EXERCISE PROMPT: Below are the items. Write out every line from the start of the items up to and including the line that contains "positive clicks: (579, 162)", leaving the pictures out of your answer.

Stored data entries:

Segment Open

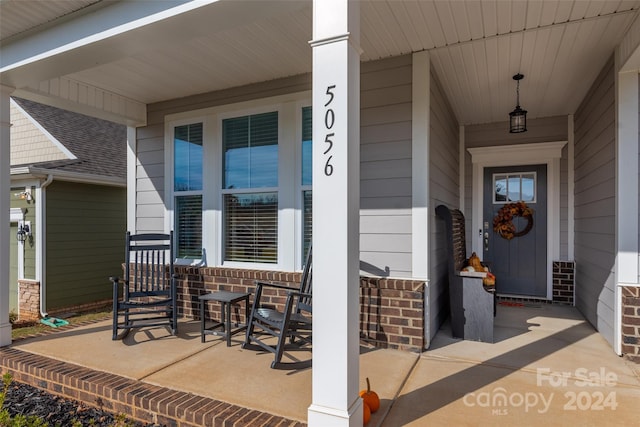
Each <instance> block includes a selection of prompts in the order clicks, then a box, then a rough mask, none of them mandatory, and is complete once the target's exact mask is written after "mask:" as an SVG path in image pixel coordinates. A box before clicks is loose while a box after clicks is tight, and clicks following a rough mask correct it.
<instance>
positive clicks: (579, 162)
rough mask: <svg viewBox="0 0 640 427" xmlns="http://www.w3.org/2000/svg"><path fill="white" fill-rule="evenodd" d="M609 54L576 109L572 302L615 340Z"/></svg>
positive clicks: (614, 207)
mask: <svg viewBox="0 0 640 427" xmlns="http://www.w3.org/2000/svg"><path fill="white" fill-rule="evenodd" d="M615 118H616V117H615V72H614V60H613V58H611V59H610V60H609V61H608V62H607V64H606V66H605V67H604V68H603V70H602V71H601V73H600V75H599V76H598V78H597V79H596V81H595V82H594V84H593V86H592V87H591V89H590V90H589V92H588V93H587V96H586V97H585V99H584V100H583V102H582V104H581V105H580V107H579V109H578V111H577V112H576V114H575V260H576V276H575V279H576V306H577V307H578V309H579V310H580V311H581V312H582V314H583V315H584V316H585V318H586V319H587V320H588V321H589V322H590V323H591V324H593V325H594V326H595V327H596V328H597V329H598V330H599V331H600V332H601V333H602V334H603V336H604V337H605V338H606V339H607V340H608V341H609V343H611V344H613V320H614V287H615V283H614V280H615V232H616V226H615V223H616V218H615V207H616V199H615V194H616V184H615V183H616V158H615V147H616V142H615V137H616V124H615Z"/></svg>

Segment Closed

SOLUTION TO THIS TASK:
Each <instance> block includes a selection of prompts in the order clicks, then a box, then a rough mask, none of them mandatory, and is complete once the target's exact mask is written after "mask:" as an SVG path in image pixel coordinates. A box before clicks is loose while a box after clicks is tight, and clicks following a rough mask correct it.
<instance>
positive clicks: (579, 162)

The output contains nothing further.